- _Written task_
Pull out every line in the listing below that contains the string "bride". Case counts, so match capital and lowercase letters precisely.
=-=-=-=-=
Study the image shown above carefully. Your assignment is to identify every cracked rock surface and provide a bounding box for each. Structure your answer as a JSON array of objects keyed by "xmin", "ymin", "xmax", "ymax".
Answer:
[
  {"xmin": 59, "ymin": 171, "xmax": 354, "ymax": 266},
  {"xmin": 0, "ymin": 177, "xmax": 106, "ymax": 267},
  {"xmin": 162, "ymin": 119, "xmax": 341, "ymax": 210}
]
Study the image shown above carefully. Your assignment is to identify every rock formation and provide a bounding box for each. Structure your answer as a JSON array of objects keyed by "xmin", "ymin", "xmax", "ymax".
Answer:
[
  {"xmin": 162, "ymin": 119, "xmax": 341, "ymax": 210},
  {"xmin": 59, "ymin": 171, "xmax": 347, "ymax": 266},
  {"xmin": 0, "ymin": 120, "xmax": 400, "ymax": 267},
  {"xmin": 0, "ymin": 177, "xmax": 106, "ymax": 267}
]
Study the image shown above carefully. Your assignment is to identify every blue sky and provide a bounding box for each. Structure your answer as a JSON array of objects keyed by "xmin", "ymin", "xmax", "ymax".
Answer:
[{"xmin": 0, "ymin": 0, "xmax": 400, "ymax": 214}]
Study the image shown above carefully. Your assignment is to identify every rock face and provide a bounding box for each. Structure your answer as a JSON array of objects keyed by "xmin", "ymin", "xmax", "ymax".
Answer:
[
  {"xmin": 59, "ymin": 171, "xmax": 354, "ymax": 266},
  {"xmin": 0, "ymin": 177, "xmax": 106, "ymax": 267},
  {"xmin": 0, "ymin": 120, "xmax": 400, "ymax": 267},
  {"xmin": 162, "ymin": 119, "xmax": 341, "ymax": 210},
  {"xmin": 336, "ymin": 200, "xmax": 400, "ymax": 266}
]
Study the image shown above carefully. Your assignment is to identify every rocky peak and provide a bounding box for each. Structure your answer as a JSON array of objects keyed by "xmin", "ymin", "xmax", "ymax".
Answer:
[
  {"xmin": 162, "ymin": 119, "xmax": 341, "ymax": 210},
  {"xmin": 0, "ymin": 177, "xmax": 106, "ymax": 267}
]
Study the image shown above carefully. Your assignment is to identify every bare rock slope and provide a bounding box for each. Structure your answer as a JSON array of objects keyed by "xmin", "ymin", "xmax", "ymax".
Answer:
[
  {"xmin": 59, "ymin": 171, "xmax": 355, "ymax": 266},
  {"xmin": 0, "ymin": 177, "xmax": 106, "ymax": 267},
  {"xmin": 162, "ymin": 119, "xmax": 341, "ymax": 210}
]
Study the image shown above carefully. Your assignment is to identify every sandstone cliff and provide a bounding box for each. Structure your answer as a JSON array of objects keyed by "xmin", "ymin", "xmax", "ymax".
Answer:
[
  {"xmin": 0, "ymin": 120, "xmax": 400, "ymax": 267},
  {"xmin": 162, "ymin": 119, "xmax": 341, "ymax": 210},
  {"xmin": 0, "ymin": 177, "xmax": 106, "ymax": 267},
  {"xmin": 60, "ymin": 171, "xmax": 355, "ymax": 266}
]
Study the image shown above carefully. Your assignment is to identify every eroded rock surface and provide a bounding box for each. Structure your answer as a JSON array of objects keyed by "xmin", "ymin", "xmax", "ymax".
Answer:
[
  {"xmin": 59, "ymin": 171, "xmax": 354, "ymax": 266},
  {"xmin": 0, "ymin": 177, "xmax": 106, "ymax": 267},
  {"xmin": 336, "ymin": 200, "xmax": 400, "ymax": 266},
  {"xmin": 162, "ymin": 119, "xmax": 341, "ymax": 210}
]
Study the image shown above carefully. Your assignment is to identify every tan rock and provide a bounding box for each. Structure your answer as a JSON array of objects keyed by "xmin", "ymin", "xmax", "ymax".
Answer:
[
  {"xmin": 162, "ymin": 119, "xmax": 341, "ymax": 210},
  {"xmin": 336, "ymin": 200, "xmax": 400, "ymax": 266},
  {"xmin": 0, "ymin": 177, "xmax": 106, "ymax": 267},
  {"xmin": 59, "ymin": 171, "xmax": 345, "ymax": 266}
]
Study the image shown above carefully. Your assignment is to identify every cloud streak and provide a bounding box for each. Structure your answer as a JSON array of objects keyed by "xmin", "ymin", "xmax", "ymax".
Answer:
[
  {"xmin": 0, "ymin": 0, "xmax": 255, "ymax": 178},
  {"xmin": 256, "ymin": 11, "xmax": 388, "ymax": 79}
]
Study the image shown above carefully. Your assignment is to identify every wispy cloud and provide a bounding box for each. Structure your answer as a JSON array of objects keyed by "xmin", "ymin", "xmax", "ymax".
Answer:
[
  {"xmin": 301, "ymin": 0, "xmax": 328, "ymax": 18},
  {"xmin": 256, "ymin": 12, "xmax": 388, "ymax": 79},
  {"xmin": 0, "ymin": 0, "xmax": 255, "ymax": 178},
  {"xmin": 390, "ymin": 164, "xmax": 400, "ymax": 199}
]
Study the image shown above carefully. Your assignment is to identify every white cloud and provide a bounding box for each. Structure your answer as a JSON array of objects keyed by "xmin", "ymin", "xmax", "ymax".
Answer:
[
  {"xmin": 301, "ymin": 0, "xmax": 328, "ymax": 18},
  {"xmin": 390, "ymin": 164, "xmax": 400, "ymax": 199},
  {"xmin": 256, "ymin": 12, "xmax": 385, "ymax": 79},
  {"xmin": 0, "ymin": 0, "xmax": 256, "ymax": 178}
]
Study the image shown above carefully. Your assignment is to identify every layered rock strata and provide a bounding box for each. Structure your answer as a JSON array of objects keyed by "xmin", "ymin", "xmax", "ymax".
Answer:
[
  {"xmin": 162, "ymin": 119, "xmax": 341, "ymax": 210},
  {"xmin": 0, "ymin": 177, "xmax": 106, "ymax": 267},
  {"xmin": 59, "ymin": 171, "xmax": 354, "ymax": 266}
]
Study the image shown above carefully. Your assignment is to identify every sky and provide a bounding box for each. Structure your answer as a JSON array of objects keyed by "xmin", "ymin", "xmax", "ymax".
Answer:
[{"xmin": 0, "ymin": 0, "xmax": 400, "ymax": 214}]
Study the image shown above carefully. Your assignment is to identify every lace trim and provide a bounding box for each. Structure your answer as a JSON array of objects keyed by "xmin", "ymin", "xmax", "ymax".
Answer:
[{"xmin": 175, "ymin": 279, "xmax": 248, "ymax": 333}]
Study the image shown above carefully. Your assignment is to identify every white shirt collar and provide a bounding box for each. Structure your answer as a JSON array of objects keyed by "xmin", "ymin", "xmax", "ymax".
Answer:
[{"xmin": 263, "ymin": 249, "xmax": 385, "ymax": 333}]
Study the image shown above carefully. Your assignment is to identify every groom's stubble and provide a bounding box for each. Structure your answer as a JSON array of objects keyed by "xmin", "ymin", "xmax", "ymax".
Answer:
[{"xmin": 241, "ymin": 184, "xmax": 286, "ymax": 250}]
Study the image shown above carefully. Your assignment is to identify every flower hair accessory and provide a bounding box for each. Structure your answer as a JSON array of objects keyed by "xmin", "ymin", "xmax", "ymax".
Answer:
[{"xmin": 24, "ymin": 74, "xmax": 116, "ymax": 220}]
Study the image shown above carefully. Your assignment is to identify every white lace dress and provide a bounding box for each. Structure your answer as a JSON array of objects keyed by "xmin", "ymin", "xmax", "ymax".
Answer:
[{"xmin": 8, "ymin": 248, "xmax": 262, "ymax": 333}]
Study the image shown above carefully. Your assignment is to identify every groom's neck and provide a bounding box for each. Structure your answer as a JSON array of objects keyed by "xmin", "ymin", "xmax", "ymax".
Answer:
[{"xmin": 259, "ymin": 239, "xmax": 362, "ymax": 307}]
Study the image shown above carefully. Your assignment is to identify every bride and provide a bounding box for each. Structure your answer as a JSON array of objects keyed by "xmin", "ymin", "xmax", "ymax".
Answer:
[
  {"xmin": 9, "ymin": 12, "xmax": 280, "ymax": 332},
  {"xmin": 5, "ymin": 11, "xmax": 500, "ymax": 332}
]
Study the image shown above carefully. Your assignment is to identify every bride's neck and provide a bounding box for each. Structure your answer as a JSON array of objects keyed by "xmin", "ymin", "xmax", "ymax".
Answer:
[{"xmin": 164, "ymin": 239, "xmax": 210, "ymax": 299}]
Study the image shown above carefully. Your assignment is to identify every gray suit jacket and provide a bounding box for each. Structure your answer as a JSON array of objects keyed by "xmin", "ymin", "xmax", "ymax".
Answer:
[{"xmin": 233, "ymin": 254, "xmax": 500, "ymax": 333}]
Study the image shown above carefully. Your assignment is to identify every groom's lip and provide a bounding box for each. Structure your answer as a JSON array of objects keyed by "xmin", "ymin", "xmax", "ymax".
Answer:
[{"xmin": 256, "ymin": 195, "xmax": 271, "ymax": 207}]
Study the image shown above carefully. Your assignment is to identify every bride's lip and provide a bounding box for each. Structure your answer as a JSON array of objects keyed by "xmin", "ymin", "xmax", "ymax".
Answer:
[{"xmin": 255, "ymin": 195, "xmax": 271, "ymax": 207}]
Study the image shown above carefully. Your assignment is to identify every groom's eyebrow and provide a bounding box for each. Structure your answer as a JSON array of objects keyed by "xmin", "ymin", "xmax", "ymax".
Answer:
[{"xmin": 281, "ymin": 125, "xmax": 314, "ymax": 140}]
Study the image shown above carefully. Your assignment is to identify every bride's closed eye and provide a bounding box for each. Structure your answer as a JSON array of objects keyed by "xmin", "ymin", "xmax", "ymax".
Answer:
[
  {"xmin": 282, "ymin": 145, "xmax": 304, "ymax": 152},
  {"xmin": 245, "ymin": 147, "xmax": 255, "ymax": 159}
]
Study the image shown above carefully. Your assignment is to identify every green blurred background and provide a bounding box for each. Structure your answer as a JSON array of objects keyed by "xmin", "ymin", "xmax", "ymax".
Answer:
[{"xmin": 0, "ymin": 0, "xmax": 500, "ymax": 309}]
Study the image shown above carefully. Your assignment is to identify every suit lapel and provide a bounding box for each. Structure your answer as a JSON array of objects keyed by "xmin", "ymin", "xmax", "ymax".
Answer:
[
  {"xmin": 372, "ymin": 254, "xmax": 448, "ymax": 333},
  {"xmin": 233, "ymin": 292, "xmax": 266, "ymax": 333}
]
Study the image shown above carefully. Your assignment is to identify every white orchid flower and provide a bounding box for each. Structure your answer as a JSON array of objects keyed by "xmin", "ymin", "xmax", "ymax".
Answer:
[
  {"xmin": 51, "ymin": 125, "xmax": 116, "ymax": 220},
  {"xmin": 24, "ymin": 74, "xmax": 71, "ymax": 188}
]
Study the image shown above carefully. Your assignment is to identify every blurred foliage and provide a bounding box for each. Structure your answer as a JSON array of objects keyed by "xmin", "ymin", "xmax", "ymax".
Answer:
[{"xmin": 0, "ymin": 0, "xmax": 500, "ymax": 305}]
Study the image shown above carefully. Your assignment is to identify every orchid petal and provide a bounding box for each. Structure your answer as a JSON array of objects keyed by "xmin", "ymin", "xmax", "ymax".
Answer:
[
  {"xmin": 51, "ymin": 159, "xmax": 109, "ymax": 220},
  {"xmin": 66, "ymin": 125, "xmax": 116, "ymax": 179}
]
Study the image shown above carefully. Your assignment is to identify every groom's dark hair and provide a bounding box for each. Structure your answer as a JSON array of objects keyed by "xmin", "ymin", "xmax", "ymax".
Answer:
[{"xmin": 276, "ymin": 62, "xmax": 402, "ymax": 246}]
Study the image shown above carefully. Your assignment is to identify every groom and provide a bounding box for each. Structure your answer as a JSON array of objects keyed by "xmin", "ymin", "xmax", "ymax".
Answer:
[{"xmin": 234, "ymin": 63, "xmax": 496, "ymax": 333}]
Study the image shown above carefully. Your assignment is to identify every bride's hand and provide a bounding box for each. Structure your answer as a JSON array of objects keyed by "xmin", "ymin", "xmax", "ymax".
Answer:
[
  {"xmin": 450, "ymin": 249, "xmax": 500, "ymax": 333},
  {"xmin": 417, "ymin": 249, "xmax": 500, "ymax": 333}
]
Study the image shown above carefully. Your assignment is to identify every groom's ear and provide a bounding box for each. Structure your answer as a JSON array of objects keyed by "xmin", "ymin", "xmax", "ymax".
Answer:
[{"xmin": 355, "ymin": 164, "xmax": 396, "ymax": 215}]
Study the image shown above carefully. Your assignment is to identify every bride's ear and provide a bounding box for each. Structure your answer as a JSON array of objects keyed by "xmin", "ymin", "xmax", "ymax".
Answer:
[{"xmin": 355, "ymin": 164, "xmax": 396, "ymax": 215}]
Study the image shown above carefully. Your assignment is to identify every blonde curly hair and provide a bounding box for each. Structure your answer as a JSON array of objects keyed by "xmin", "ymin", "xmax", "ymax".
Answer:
=-=-=-=-=
- _Completed task_
Study the image shown above carefully. Your assignment is to identify every bride and provide a bounding box for each. Structure your answer as a JSON array of objects keyed by "xmin", "ymin", "xmax", "ymax".
Study the image shown above carefully. Your assignment is to identify every bride's neck and provide a bounding box for each. Structure your answer as a JSON array of objects keyed by "xmin", "ymin", "xmax", "ymax".
Study the image shown above carefully. Your assignment is to identify every bride's lip and provide a bounding box for each. Structure your answer as a JSON array of objects keyed by "xmin", "ymin", "xmax", "ymax".
Study the image shown above carefully. Your assignment is to identify every bride's closed eye and provide a bounding box for each. Structure your answer as a JSON array of objects keyed by "xmin", "ymin", "xmax", "ymax".
Study the image shown above carefully. Your assignment is to identify every bride's hand and provide a bounding box for each. Structure your answer as a JSON array of objects keyed by "xmin", "ymin", "xmax", "ymax".
Study the image shown above carefully. Your assignment is to identify every bride's ear and provide a bounding box for each. Structure your answer as a JSON array of objects keyed by "xmin", "ymin", "xmax", "ymax".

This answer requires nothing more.